▸ **Passage provided**:
○ ○ ○ ○ ○ ○ ○
# looking for a credit card processing company



## ChadAGG (May 14, 2007)

I am looking for a good online credit card processing company. The place I found so far uses Authorize.net and has the following costs:

Setup: Free
License Fee: Free
Application Fee: Free
Suport Fee: Free
Discount Rate: 2.19%
Transaction Fee: $0.25
Statement Fee: $9.95
Gateway Fee: $15.95

I am really not sure if this is good or not. If any of you have a company that you have had good luck with can you please point me in the direction.


----------



## Rodney (Nov 3, 2004)

That sounds like pretty good rates. Expecially with no application or setup fee.

Check to see what the monthly minimum fees are (if any).


----------



## tankitup (Jul 12, 2007)

Jared Young
800-932-5708 X 2311
[email protected]


----------



## SomeSailor (Jun 29, 2007)

ChadAGG said:


> I am really not sure if this is good or not. If any of you have a company that you have had good luck with can you please point me in the direction.


Mine runs about that much. They all come out pretty close in costs depending on your volume.


----------



## tankitup (Jul 12, 2007)

Rodney, he was recommended to me by a craft fair and any doubts check company out on BBB which i did---settled any and all claims. and speak to Jared if you have any concerns---cool guy


----------



## Rodney (Nov 3, 2004)

tankitup said:


> Rodney, he was recommended to me by a craft fair and any doubts check company out on BBB which i did---settled any and all claims. and speak to Jared if you have any concerns---cool guy


Not sure why you are addressing this to me?


----------



## AndyC (Jul 20, 2007)

MerchangPlus is an Authorize.net reseller and they have the best rates of anyone who sells Authorize.net services.

Authorize.net Internet Merchant Credit Card Processing For Your Business - MerchantPlus

Visa/MC Discount Rate *2.15%* 
Transaction Fee *$0.25* 
Monthly Fee *$19.95 * 
Authorize.net Gateway Fee (per month) *$9.95 * 
Authorize.net per Transaction *$0.05* 
Authorize.net FREE Transactions (per month) *250* 
Monthly Minimum *NONE* 
ScanAlert PCI Compliance *FREE* 
Setup Fee *FREE* 
Application Fee *FREE* 
Annual Fee *NONE*


----------



## howie (Dec 14, 2006)

You might try Paynet System @ Paynet Systems, Inc 

We have been using them for over 3 years for both online and wireless services.


----------



## Tara Zuck (Sep 14, 2011)

I used a young man by the name of Michael Kleinman through my community bank. His contact # is 404-939-0084 , make sure you tell him Tara sent you though, and ask him for no set up fee, and a free machine if you need, he gave me one.

I was hesistant at first, i got burned by Suntrust, but he is doing a good job for me considering the industry he's in. He always answers his phones, and my rates don't change.
○ ○ ○ ○ ○ ○ ○
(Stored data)
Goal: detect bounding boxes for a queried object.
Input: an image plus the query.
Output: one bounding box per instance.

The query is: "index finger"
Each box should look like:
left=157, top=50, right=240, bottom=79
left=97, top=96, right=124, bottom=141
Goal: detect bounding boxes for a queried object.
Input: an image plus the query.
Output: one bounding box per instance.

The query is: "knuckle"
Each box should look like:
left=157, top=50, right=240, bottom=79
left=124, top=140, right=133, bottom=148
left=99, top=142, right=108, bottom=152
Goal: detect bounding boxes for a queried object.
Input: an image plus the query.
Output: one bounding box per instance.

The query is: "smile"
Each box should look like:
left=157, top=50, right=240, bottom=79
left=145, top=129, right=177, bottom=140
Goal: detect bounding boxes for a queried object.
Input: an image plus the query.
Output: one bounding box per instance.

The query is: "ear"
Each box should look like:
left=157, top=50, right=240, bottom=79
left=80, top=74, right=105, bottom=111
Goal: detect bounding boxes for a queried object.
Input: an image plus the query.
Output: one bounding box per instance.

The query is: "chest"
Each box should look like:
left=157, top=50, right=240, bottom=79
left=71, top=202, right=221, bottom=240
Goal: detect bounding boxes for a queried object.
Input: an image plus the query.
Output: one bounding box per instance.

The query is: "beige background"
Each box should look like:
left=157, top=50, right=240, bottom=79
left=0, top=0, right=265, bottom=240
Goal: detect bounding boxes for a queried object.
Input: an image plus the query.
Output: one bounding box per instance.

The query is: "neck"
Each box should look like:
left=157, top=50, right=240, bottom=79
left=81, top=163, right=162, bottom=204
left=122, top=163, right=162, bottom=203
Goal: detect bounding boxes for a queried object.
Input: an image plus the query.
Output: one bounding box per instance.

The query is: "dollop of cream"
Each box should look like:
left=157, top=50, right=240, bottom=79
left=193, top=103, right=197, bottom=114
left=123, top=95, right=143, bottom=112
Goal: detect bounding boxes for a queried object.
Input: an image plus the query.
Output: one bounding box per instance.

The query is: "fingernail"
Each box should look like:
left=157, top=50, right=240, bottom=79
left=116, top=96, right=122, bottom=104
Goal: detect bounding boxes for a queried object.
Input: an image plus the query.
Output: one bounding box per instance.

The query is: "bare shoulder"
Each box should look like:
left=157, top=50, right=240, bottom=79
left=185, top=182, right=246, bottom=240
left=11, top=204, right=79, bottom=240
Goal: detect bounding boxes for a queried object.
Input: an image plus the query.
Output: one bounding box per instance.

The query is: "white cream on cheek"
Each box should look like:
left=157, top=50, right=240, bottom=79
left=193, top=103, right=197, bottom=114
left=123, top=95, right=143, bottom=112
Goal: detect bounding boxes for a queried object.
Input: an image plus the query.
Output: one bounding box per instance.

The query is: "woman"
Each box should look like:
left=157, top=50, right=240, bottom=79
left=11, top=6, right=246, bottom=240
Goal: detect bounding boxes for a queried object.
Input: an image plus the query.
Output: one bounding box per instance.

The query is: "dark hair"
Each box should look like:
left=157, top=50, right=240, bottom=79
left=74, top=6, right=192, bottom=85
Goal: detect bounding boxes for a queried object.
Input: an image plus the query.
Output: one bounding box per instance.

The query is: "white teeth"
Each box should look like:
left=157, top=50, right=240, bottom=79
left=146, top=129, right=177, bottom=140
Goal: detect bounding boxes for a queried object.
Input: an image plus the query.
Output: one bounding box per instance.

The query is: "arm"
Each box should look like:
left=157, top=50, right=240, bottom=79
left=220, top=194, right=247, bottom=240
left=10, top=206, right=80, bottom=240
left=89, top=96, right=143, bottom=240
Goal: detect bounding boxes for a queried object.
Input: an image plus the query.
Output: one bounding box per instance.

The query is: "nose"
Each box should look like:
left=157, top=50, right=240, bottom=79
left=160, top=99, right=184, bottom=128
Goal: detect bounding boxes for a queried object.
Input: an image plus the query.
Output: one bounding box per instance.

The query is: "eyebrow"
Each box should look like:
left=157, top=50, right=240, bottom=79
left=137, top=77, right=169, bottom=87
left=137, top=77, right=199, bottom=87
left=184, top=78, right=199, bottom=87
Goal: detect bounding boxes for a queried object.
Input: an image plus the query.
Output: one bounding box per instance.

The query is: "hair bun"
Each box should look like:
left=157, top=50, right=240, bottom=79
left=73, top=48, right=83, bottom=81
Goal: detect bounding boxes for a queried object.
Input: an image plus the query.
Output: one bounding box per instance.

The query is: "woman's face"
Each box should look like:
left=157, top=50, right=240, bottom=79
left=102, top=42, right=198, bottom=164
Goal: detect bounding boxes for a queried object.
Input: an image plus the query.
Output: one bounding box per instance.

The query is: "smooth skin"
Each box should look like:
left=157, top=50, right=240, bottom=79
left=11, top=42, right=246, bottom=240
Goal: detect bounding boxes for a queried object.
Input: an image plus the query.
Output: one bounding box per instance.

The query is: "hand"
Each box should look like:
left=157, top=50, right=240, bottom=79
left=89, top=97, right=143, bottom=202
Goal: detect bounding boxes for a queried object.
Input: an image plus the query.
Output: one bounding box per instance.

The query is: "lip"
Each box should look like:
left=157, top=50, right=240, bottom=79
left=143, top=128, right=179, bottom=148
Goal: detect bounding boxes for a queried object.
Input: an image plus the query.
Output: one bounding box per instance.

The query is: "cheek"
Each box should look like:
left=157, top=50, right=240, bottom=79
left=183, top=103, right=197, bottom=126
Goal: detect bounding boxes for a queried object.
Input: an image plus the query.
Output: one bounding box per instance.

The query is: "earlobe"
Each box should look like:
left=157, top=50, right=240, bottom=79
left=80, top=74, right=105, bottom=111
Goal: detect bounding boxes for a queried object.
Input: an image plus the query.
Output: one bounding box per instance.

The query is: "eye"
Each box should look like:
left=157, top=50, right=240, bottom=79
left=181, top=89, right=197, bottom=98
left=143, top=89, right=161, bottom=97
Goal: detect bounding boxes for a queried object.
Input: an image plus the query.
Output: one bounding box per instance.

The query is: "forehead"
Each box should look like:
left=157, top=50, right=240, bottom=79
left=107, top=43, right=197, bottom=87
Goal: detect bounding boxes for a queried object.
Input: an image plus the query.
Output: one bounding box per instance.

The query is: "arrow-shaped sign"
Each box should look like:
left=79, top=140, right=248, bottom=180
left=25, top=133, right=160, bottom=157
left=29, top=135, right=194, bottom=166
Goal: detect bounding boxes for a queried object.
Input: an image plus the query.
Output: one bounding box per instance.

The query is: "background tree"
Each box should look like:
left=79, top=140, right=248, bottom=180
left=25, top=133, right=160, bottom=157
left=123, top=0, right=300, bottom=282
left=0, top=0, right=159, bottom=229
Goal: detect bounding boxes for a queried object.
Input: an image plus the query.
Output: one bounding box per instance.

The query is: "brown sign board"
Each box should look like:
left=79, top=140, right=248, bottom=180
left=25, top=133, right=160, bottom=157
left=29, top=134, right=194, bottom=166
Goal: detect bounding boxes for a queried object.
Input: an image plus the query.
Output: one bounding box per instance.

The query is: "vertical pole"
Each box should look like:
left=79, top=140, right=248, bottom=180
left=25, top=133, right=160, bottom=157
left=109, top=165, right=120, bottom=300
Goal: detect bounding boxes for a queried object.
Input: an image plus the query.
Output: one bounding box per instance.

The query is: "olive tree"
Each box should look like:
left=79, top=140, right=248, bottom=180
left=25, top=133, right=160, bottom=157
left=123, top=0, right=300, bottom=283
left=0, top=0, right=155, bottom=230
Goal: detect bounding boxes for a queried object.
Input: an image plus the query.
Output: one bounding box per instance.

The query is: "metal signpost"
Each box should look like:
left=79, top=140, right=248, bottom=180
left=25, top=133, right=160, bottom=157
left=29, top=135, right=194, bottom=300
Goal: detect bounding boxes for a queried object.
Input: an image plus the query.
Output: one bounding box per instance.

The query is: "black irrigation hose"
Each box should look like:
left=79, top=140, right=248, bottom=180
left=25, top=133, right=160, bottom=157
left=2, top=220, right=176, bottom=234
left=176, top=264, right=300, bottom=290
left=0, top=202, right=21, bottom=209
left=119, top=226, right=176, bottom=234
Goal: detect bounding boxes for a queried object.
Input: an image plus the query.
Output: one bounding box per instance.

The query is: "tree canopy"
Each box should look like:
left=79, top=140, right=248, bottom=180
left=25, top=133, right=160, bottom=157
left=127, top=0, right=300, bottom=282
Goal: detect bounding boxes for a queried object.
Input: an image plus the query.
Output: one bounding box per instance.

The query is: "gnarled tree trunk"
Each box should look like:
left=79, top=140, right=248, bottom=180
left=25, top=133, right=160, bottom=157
○ ○ ○ ○ ○ ○ ○
▸ **Challenges**:
1) List the usernames of everyone who posted in the credit card processing thread, naming each one only once.
2) Condense the paragraph of the credit card processing thread that begins "I used a young man by the name of Michael Kleinman" into a shorter version that keeps its main facts.
3) From the credit card processing thread, extract the text between "## SomeSailor (Jun" and "on your volume.", inclusive.
This data was drawn from a separate source.

▸ **Answer list**:
1) ChadAGG, Rodney, tankitup, SomeSailor, AndyC, howie, Tara Zuck

2) The poster found Michael Kleinman through a community bank and gives his number as 404-939-0084. The poster says to mention that Tara sent you and to ask for no setup fee and, if needed, a free machine, since he provided one to the poster.

3)
## SomeSailor (Jun 29, 2007)

ChadAGG said:


> I am really not sure if this is good or not. If any of you have a company that you have had good luck with can you please point me in the direction.


Mine runs about that much. They all come out pretty close in costs depending on your volume.